Exercise: Reproduce the data below word for word, from the line containing "Please put a point on each instance of the daisy" through the end of the data, both ends included.

══ Dataset content

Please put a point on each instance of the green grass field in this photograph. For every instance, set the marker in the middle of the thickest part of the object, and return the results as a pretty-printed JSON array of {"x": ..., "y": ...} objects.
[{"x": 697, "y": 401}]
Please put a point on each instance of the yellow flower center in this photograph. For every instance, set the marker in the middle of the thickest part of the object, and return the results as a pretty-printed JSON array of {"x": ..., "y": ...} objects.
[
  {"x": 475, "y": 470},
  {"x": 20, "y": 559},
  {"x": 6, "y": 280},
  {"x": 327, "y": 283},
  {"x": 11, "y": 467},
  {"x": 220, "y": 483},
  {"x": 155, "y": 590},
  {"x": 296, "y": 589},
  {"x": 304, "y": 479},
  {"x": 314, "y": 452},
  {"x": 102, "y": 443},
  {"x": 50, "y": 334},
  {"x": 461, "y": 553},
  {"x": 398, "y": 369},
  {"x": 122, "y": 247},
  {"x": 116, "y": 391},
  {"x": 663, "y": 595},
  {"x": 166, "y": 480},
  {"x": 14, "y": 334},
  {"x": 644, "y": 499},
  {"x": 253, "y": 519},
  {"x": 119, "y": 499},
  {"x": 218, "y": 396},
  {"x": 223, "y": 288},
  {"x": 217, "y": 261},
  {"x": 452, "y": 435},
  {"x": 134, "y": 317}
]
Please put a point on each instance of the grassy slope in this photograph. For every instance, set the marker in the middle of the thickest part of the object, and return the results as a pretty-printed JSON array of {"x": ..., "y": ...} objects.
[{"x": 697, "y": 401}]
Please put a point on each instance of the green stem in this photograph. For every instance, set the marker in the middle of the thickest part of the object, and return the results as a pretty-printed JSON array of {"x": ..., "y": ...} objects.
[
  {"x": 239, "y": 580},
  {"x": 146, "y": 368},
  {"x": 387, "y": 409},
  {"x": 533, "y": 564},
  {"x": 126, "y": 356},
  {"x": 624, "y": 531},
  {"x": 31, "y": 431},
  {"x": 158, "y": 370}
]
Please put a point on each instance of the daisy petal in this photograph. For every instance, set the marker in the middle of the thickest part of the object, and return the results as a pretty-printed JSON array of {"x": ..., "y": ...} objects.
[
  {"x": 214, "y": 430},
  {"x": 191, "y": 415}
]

════

Result for this task:
Please put a point on each instance of the daisy petal in this photograph. For every instance, set the marker in the middle of the thickest part of the object, and return the results as a pretty-printed JSON array of {"x": ..., "y": ...} objects.
[
  {"x": 214, "y": 430},
  {"x": 191, "y": 415}
]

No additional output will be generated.